* start SUPPLIED MATERIAL *

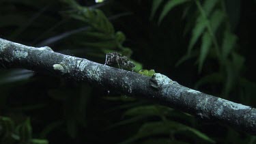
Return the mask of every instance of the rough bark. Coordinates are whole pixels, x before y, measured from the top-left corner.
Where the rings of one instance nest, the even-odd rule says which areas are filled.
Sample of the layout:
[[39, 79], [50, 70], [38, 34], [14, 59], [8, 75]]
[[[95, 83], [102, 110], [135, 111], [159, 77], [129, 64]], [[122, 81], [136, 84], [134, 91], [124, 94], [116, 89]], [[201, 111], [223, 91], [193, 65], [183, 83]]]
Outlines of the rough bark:
[[179, 85], [160, 73], [146, 76], [0, 38], [0, 68], [46, 72], [120, 93], [153, 100], [201, 119], [220, 121], [256, 134], [256, 109]]

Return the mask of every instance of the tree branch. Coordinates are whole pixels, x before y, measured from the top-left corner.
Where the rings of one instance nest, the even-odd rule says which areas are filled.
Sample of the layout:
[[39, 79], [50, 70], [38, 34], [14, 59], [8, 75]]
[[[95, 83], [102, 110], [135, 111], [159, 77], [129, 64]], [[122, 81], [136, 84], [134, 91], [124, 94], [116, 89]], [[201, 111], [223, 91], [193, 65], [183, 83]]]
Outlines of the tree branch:
[[152, 77], [0, 38], [0, 68], [46, 72], [123, 94], [151, 99], [201, 119], [221, 121], [256, 134], [256, 109], [179, 85], [156, 73]]

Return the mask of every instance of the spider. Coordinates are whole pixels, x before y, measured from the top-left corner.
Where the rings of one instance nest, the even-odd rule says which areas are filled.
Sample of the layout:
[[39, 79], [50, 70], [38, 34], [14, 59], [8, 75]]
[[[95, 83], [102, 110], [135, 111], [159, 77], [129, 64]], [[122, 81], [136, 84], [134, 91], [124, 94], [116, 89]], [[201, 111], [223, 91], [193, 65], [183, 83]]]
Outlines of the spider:
[[104, 65], [118, 66], [119, 68], [124, 70], [132, 70], [133, 71], [135, 65], [128, 59], [126, 56], [122, 56], [117, 52], [107, 53]]

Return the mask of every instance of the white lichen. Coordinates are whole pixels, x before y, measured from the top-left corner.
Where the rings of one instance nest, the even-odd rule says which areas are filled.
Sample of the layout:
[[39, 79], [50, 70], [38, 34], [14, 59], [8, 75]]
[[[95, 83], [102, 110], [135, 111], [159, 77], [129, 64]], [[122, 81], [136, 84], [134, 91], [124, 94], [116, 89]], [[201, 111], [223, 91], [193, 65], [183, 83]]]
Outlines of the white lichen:
[[76, 67], [79, 69], [80, 71], [83, 72], [87, 65], [88, 62], [83, 60], [78, 60]]
[[59, 71], [61, 72], [64, 72], [64, 68], [61, 64], [54, 64], [53, 70]]
[[17, 57], [18, 59], [24, 59], [27, 57], [29, 53], [24, 51], [17, 50], [14, 51], [14, 57]]
[[173, 84], [173, 83], [171, 79], [160, 73], [154, 74], [150, 79], [150, 85], [156, 89]]
[[186, 91], [188, 92], [188, 93], [192, 93], [193, 94], [199, 94], [199, 93], [201, 93], [200, 91], [196, 91], [196, 90], [194, 90], [194, 89], [190, 89], [187, 90]]
[[223, 109], [223, 106], [221, 106], [220, 107], [218, 107], [217, 109], [217, 111], [215, 111], [215, 113], [217, 115], [222, 115], [223, 113], [223, 111], [224, 111], [224, 109]]
[[90, 68], [86, 70], [87, 77], [92, 81], [100, 81], [102, 72], [98, 68], [98, 65], [93, 66]]
[[228, 106], [233, 110], [244, 110], [251, 109], [250, 106], [242, 105], [241, 104], [235, 103], [222, 98], [218, 98], [217, 101], [221, 102], [223, 104], [223, 106]]
[[52, 48], [51, 48], [49, 46], [44, 46], [44, 47], [37, 48], [36, 49], [39, 50], [39, 51], [53, 51], [52, 50]]

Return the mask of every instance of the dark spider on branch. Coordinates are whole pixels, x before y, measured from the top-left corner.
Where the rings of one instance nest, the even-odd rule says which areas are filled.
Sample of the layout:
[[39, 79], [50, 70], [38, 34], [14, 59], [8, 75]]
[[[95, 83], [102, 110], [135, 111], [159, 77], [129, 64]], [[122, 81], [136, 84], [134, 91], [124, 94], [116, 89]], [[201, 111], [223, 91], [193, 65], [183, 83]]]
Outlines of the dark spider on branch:
[[106, 55], [106, 61], [104, 65], [111, 66], [117, 66], [119, 68], [132, 70], [135, 68], [135, 65], [128, 59], [126, 56], [122, 56], [117, 52], [107, 53]]

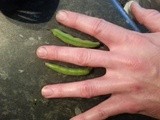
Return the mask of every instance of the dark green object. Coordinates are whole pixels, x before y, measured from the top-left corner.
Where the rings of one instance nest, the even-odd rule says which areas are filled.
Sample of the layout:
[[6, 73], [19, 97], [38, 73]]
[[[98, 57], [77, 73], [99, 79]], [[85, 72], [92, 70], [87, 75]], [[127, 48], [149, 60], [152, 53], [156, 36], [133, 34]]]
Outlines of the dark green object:
[[82, 40], [80, 38], [73, 37], [70, 34], [66, 34], [59, 29], [51, 30], [54, 36], [58, 37], [63, 42], [76, 46], [76, 47], [85, 47], [85, 48], [96, 48], [100, 45], [99, 42], [92, 42], [90, 40]]
[[68, 68], [51, 63], [45, 63], [45, 65], [56, 72], [72, 76], [87, 75], [91, 71], [91, 68]]

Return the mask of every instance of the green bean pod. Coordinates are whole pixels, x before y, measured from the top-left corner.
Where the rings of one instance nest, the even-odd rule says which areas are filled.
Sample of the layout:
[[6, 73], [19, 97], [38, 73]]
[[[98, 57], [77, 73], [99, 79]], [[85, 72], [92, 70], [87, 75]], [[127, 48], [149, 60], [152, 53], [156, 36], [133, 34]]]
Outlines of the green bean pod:
[[90, 40], [82, 40], [80, 38], [73, 37], [70, 34], [64, 33], [59, 29], [52, 29], [51, 31], [54, 36], [58, 37], [63, 42], [76, 46], [76, 47], [96, 48], [100, 46], [99, 42], [93, 42]]
[[52, 63], [45, 63], [45, 65], [48, 68], [64, 75], [81, 76], [87, 75], [91, 71], [91, 68], [68, 68]]

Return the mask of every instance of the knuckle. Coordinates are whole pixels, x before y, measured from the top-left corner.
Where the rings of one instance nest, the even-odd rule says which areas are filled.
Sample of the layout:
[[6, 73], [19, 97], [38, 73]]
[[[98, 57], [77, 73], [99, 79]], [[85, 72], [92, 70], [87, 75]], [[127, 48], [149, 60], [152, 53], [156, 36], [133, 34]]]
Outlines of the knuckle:
[[78, 65], [88, 66], [90, 63], [90, 60], [91, 60], [91, 55], [87, 50], [84, 51], [82, 49], [79, 49], [77, 51], [76, 62]]
[[143, 71], [145, 69], [145, 62], [139, 58], [129, 58], [125, 61], [127, 68], [132, 71]]
[[102, 33], [104, 30], [105, 25], [105, 20], [104, 19], [96, 19], [94, 24], [93, 24], [93, 29], [92, 29], [92, 34], [93, 36], [98, 36], [99, 34]]
[[107, 118], [107, 113], [103, 108], [99, 108], [97, 110], [97, 113], [98, 113], [98, 118], [101, 118], [101, 119]]
[[141, 110], [140, 105], [136, 102], [128, 102], [125, 107], [127, 109], [127, 112], [130, 114], [137, 114]]
[[137, 80], [133, 80], [130, 85], [130, 90], [132, 93], [141, 94], [141, 92], [143, 92], [144, 86], [144, 83]]
[[142, 23], [148, 22], [148, 19], [150, 19], [150, 18], [159, 17], [159, 12], [154, 9], [147, 10], [146, 13], [147, 13], [147, 15], [146, 14], [142, 15], [142, 21], [141, 21]]
[[93, 97], [93, 88], [91, 87], [90, 83], [88, 82], [84, 82], [82, 84], [82, 87], [81, 87], [81, 96], [84, 97], [84, 98], [91, 98]]

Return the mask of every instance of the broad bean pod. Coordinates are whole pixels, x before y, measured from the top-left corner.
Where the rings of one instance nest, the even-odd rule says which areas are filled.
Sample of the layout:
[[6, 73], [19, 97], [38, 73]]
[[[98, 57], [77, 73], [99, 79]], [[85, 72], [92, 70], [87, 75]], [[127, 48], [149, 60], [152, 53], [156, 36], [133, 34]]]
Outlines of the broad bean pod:
[[68, 68], [68, 67], [64, 67], [64, 66], [60, 66], [60, 65], [52, 64], [52, 63], [47, 63], [47, 62], [45, 63], [45, 65], [48, 68], [58, 73], [65, 74], [65, 75], [71, 75], [71, 76], [87, 75], [92, 70], [91, 68]]
[[51, 30], [53, 35], [58, 37], [63, 42], [76, 46], [76, 47], [84, 47], [84, 48], [96, 48], [100, 46], [100, 42], [93, 42], [90, 40], [82, 40], [80, 38], [73, 37], [70, 34], [64, 33], [59, 29]]

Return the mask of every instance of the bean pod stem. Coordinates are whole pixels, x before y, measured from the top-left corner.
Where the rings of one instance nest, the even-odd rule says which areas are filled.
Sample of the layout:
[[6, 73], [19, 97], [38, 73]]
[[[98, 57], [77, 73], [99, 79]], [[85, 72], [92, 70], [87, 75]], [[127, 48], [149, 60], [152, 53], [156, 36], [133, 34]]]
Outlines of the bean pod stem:
[[73, 37], [70, 34], [64, 33], [59, 29], [52, 29], [51, 31], [54, 36], [58, 37], [63, 42], [76, 46], [76, 47], [96, 48], [100, 46], [99, 42], [93, 42], [90, 40], [82, 40], [80, 38]]
[[87, 75], [92, 70], [91, 68], [68, 68], [52, 63], [45, 63], [45, 65], [58, 73], [71, 76]]

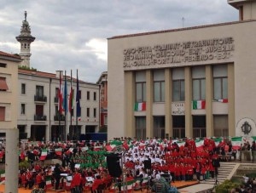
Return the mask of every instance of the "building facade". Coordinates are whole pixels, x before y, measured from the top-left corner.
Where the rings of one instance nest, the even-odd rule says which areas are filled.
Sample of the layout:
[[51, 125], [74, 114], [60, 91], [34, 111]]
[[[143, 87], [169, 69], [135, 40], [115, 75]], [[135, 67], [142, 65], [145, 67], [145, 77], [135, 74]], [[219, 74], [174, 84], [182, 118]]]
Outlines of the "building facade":
[[256, 135], [256, 1], [239, 21], [108, 38], [108, 139]]
[[[64, 86], [65, 76], [61, 73]], [[60, 73], [19, 69], [18, 128], [21, 138], [32, 140], [79, 139], [81, 134], [99, 131], [99, 86], [67, 76], [67, 104], [73, 89], [73, 107], [59, 112]], [[76, 116], [76, 94], [79, 94], [81, 116]], [[67, 105], [68, 106], [68, 105]], [[66, 111], [66, 113], [65, 113]]]
[[108, 129], [108, 71], [103, 71], [97, 81], [100, 85], [100, 127]]
[[0, 51], [0, 128], [16, 128], [19, 55]]
[[[18, 100], [15, 100], [16, 109], [12, 111], [12, 114], [15, 114], [17, 121], [15, 127], [18, 126], [20, 139], [31, 139], [37, 141], [77, 140], [81, 139], [81, 135], [85, 133], [98, 132], [99, 85], [66, 76], [63, 71], [48, 73], [31, 68], [31, 43], [35, 37], [31, 35], [26, 12], [22, 21], [20, 34], [16, 37], [16, 39], [20, 43], [20, 64], [19, 71], [17, 66], [17, 70], [14, 71], [18, 80], [14, 84], [16, 87], [14, 96], [18, 97]], [[61, 89], [64, 88], [65, 82], [67, 82], [66, 93]], [[61, 89], [61, 99], [65, 99], [65, 96], [68, 99], [71, 95], [71, 86], [73, 89], [73, 105], [69, 109], [69, 101], [67, 99], [66, 110], [61, 112], [59, 108], [61, 106], [59, 90]], [[77, 115], [78, 95], [79, 97], [77, 101], [79, 100], [81, 106], [80, 115]], [[63, 102], [61, 105], [63, 106]]]

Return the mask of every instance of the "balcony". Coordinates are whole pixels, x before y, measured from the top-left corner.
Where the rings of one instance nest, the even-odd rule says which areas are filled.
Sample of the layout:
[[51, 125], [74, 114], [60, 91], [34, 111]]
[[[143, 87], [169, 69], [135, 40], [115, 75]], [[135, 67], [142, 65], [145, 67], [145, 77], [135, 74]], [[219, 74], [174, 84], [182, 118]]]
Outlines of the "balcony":
[[47, 102], [47, 97], [46, 96], [35, 95], [34, 96], [34, 101]]
[[65, 121], [65, 116], [63, 116], [63, 115], [61, 115], [61, 116], [55, 115], [55, 116], [54, 116], [54, 120], [55, 120], [55, 122], [56, 122], [56, 121], [64, 122], [64, 121]]
[[46, 116], [34, 115], [34, 121], [46, 121]]

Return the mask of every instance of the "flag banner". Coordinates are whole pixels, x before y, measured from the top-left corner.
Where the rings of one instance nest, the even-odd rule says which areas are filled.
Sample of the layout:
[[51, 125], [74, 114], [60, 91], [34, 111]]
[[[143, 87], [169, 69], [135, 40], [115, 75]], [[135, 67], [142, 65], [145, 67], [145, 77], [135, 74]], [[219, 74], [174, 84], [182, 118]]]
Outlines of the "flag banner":
[[5, 173], [2, 173], [0, 175], [0, 180], [1, 180], [1, 182], [3, 182], [3, 180], [5, 180]]
[[58, 110], [59, 110], [59, 113], [60, 115], [63, 114], [63, 86], [62, 86], [62, 82], [61, 82], [61, 72], [60, 71], [60, 87], [59, 87], [59, 92], [58, 92], [58, 99], [59, 99], [59, 103], [58, 103]]
[[45, 189], [49, 190], [50, 188], [52, 188], [51, 176], [45, 176]]
[[102, 145], [97, 145], [93, 147], [94, 150], [101, 150], [102, 149]]
[[146, 102], [135, 103], [134, 111], [146, 111]]
[[179, 147], [185, 145], [185, 141], [176, 141], [176, 143], [177, 143], [177, 146], [179, 146]]
[[193, 109], [205, 109], [206, 108], [206, 100], [193, 100]]
[[213, 139], [216, 146], [218, 146], [219, 143], [222, 142], [222, 138], [213, 138], [212, 139]]
[[233, 150], [239, 150], [241, 148], [241, 137], [231, 138], [231, 144]]
[[115, 149], [115, 145], [106, 145], [106, 150], [107, 151], [113, 151]]
[[221, 102], [221, 103], [228, 103], [229, 102], [228, 99], [217, 99], [217, 101]]
[[202, 151], [204, 149], [204, 139], [196, 139], [195, 140], [195, 146], [197, 151]]
[[58, 156], [61, 156], [62, 155], [62, 148], [55, 149], [55, 154]]
[[79, 91], [79, 71], [77, 71], [77, 95], [76, 95], [76, 103], [77, 103], [77, 117], [81, 116], [81, 105], [80, 105], [80, 91]]
[[89, 150], [88, 147], [82, 147], [82, 148], [81, 148], [82, 152], [84, 152], [84, 151], [86, 151], [86, 150]]
[[47, 150], [42, 150], [40, 160], [45, 160], [47, 156]]
[[72, 116], [73, 116], [73, 77], [72, 77], [72, 70], [71, 70], [68, 111]]

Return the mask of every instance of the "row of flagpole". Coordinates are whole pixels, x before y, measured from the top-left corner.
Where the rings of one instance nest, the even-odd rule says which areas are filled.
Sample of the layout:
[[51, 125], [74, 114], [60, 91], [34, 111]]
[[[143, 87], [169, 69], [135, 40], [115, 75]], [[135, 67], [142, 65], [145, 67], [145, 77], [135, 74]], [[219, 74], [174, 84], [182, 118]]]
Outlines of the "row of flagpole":
[[[69, 94], [67, 94], [67, 73], [65, 71], [64, 74], [64, 87], [62, 84], [62, 71], [60, 71], [60, 84], [58, 90], [58, 111], [59, 111], [59, 132], [61, 131], [61, 116], [64, 114], [65, 117], [65, 128], [64, 128], [64, 140], [66, 140], [66, 131], [67, 131], [67, 111], [70, 112], [70, 127], [73, 128], [73, 96], [74, 89], [73, 88], [73, 77], [71, 70], [71, 78], [70, 78], [70, 90]], [[76, 92], [76, 131], [78, 130], [78, 120], [81, 116], [81, 105], [80, 105], [80, 90], [79, 90], [79, 71], [77, 70], [77, 92]], [[68, 105], [67, 105], [68, 99]], [[64, 113], [63, 113], [64, 112]]]

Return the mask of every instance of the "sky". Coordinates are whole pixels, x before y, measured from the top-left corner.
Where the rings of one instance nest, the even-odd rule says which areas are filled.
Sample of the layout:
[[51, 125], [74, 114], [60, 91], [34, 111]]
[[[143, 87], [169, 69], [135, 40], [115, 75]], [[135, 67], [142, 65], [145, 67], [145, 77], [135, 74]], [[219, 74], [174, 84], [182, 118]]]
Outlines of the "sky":
[[0, 50], [20, 54], [15, 37], [27, 12], [31, 67], [79, 70], [96, 83], [108, 71], [108, 40], [119, 35], [238, 20], [227, 0], [0, 0]]

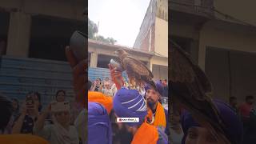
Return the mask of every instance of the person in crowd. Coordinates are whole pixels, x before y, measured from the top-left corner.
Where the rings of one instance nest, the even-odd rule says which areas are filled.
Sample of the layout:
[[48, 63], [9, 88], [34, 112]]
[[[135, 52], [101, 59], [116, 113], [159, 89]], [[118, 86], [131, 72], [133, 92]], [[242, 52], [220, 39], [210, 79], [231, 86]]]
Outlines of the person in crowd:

* end SUPPLIED MATERIAL *

EXERCISE DETAILS:
Reproduce the listing above verbatim, from its very start down to and including the line that contains "85], [156, 73]]", and leave the pictures out of your copy.

RESPONSE TO THIS TASK:
Return the mask of every instance of the rough bark. Coordinates are whole pixels, x before y, measured from the top-left corner.
Where the rings of one instance nest, the even-odd rule says which areas are filled.
Sample of the layout:
[[39, 79], [50, 70], [38, 34], [14, 59], [8, 75]]
[[[95, 83], [102, 110], [135, 111], [159, 77], [129, 64]], [[122, 81], [136, 84], [134, 91], [124, 94], [116, 89]], [[201, 111], [223, 91], [193, 65], [183, 83]]]
Outlines of the rough bark:
[[179, 85], [160, 73], [146, 76], [0, 38], [0, 68], [46, 72], [120, 93], [153, 100], [201, 119], [220, 121], [256, 134], [256, 109]]

Return the mask of every instance of the tree branch. Coordinates are whole pixels, x before y, measured from the top-left corner.
Where the rings of one instance nest, the even-odd rule says which areas are filled.
Sample of the layout:
[[39, 79], [50, 70], [38, 34], [14, 59], [8, 75]]
[[[95, 83], [102, 110], [135, 111], [159, 77], [129, 64]], [[122, 81], [136, 84], [134, 91], [124, 94], [116, 89]], [[201, 111], [223, 91], [193, 65], [183, 83]]]
Outlines of the tree branch:
[[152, 77], [0, 38], [0, 68], [46, 72], [123, 94], [151, 99], [201, 119], [221, 121], [256, 134], [256, 109], [179, 85], [156, 73]]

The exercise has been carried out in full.